## TASK PROMPT:
Pull out each line below that contains the word "windshield", and copy those lines in full.

## MATERIAL FOR THIS EXERCISE:
- - -

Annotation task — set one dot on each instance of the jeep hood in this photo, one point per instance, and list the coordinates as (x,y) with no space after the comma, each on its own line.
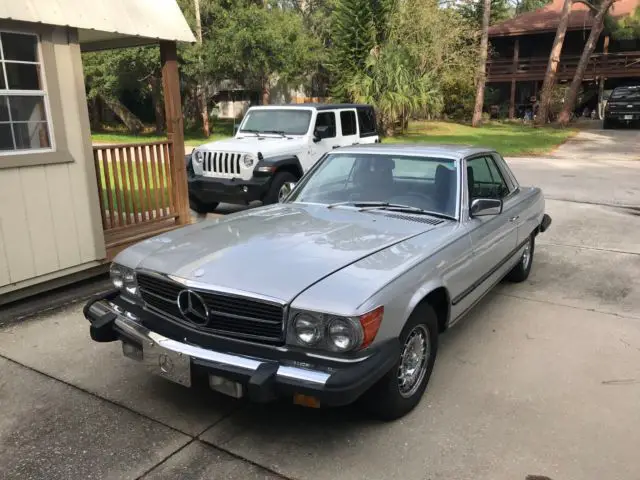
(267,145)
(277,251)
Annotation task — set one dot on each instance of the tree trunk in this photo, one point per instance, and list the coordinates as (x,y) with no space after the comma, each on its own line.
(158,105)
(552,65)
(133,123)
(589,47)
(482,65)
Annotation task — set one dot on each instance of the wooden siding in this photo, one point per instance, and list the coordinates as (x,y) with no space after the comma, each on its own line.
(49,213)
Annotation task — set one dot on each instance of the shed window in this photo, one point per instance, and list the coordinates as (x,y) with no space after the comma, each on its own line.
(24,124)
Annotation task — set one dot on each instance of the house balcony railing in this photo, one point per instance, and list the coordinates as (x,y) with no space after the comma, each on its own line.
(610,65)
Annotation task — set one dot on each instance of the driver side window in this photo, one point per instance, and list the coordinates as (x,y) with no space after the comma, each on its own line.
(326,119)
(485,180)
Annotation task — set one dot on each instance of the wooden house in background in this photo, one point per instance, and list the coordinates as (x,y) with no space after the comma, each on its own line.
(66,206)
(521,47)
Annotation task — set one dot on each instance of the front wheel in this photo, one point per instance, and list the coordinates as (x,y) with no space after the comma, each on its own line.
(400,390)
(281,186)
(521,271)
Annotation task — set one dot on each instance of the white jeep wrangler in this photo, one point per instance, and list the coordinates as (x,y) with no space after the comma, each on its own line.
(273,147)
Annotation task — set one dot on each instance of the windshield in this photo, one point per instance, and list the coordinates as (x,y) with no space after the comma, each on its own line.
(626,93)
(285,121)
(419,182)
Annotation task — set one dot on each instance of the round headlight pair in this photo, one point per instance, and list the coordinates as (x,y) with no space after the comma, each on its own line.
(340,334)
(124,279)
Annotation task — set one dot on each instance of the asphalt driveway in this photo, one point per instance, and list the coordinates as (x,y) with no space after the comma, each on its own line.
(543,378)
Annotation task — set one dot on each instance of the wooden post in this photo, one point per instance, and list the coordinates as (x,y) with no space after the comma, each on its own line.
(175,130)
(512,100)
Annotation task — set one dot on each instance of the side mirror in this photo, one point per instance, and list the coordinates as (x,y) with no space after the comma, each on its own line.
(482,207)
(320,132)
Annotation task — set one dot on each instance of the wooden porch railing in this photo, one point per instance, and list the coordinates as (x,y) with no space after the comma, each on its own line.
(135,189)
(533,68)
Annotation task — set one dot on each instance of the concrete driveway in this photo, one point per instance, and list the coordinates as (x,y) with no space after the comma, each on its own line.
(543,378)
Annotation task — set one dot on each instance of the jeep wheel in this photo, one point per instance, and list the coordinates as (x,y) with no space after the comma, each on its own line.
(400,390)
(281,186)
(201,207)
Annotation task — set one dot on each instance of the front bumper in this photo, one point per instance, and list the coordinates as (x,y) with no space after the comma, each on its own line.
(263,378)
(228,190)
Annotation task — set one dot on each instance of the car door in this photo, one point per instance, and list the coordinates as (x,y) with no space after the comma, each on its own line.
(494,237)
(349,127)
(331,141)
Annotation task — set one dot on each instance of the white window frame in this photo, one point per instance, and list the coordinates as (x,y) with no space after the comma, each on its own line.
(31,93)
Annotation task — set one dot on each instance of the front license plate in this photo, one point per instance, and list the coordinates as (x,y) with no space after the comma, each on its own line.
(168,364)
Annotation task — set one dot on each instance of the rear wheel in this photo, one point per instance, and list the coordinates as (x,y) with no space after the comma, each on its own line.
(521,271)
(202,207)
(281,186)
(400,390)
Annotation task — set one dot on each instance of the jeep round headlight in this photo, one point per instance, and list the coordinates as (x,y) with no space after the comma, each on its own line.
(249,160)
(343,335)
(117,276)
(308,329)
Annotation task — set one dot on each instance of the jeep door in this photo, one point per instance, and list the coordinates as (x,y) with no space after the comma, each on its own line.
(330,140)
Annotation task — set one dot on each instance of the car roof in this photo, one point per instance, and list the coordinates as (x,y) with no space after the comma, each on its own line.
(428,150)
(318,106)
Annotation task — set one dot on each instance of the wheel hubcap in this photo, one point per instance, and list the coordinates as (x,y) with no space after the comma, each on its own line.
(526,256)
(285,190)
(413,362)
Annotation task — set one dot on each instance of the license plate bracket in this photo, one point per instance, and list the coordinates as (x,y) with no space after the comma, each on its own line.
(173,366)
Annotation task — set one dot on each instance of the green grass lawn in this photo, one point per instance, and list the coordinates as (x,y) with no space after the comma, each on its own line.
(507,138)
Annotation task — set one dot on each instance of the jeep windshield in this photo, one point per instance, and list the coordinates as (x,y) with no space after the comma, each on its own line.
(271,121)
(411,184)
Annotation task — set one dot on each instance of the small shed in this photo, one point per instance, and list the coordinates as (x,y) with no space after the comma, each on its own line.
(66,207)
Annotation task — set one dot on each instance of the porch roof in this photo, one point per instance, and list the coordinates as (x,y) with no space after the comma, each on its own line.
(546,19)
(105,24)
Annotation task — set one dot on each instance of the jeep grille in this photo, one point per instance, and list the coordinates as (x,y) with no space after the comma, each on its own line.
(229,315)
(219,164)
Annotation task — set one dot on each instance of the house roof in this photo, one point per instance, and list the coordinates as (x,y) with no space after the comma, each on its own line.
(106,23)
(546,19)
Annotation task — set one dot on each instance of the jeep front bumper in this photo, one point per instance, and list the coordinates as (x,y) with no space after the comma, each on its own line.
(262,379)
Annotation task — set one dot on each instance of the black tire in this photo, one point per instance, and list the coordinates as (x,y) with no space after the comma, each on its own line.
(385,399)
(201,207)
(278,181)
(521,271)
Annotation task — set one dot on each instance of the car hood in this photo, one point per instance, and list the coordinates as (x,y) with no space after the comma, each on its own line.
(266,145)
(276,251)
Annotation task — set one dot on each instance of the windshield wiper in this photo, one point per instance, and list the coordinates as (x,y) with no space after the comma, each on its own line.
(396,207)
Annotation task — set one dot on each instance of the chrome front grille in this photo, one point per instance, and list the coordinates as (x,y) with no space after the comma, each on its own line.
(221,164)
(229,315)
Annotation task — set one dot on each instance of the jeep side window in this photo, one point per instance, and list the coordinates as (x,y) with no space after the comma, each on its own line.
(367,121)
(327,119)
(348,123)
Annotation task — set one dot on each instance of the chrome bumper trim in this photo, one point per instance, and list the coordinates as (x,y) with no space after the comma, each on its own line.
(132,328)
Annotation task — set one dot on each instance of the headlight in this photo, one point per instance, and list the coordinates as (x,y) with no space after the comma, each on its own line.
(124,279)
(334,333)
(308,329)
(117,276)
(343,334)
(249,160)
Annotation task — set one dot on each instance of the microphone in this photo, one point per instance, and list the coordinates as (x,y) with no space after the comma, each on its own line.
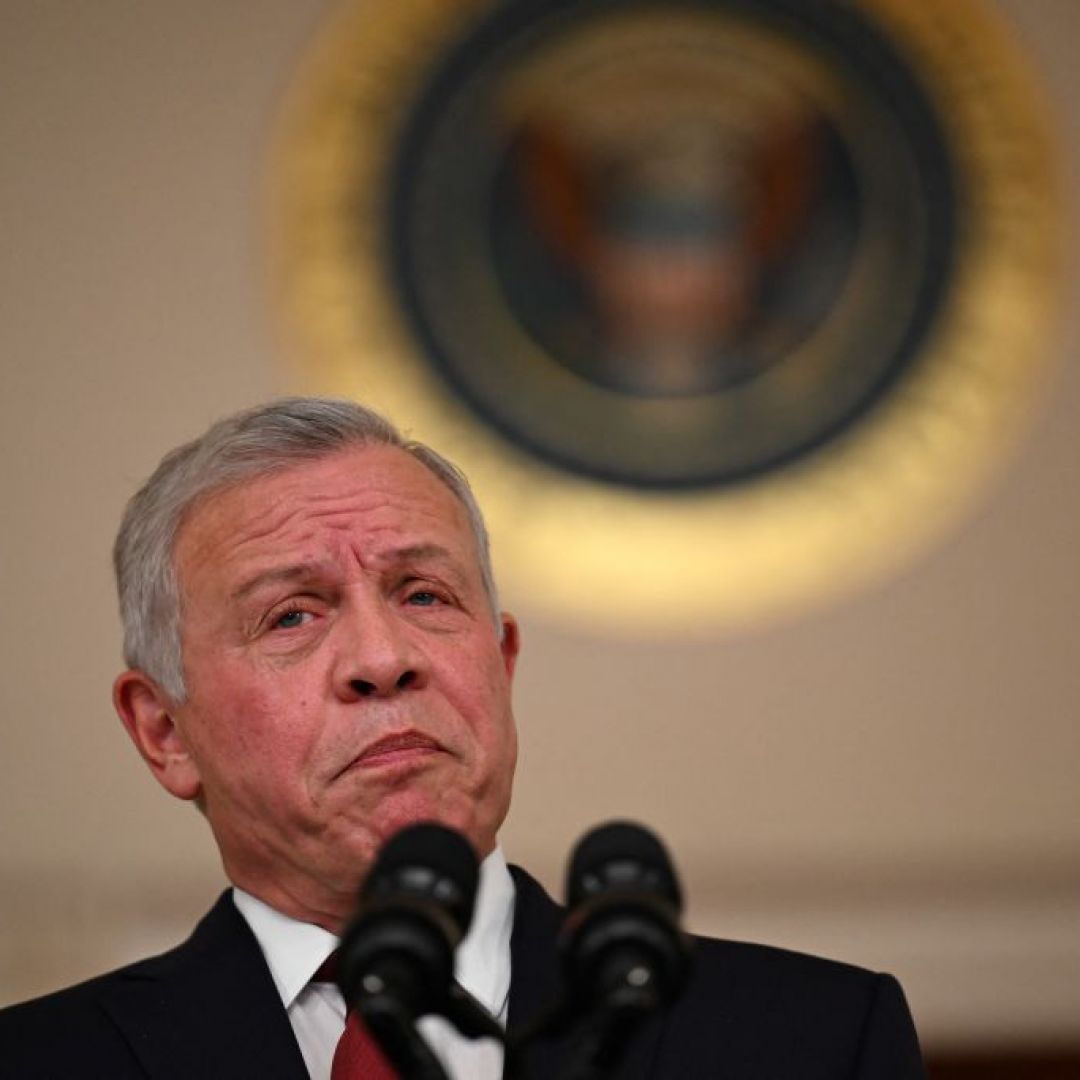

- - -

## ANSWER:
Annotation task — set one dot on each instance of the windshield in this photo, one point per instance, and list the coordinates as (x,y) with no space after the comma, each on its own line.
Annotation task — set one dot on each instance of the jeep windshield in this photo, one point per instance, and list the coordinates as (x,y) with no space after the comma, each on its own line.
Annotation task — set one dot on each instance of the windshield wiper in this photo, one point per instance, and list the coordinates as (x,y) with no space after the comma, each on its own line.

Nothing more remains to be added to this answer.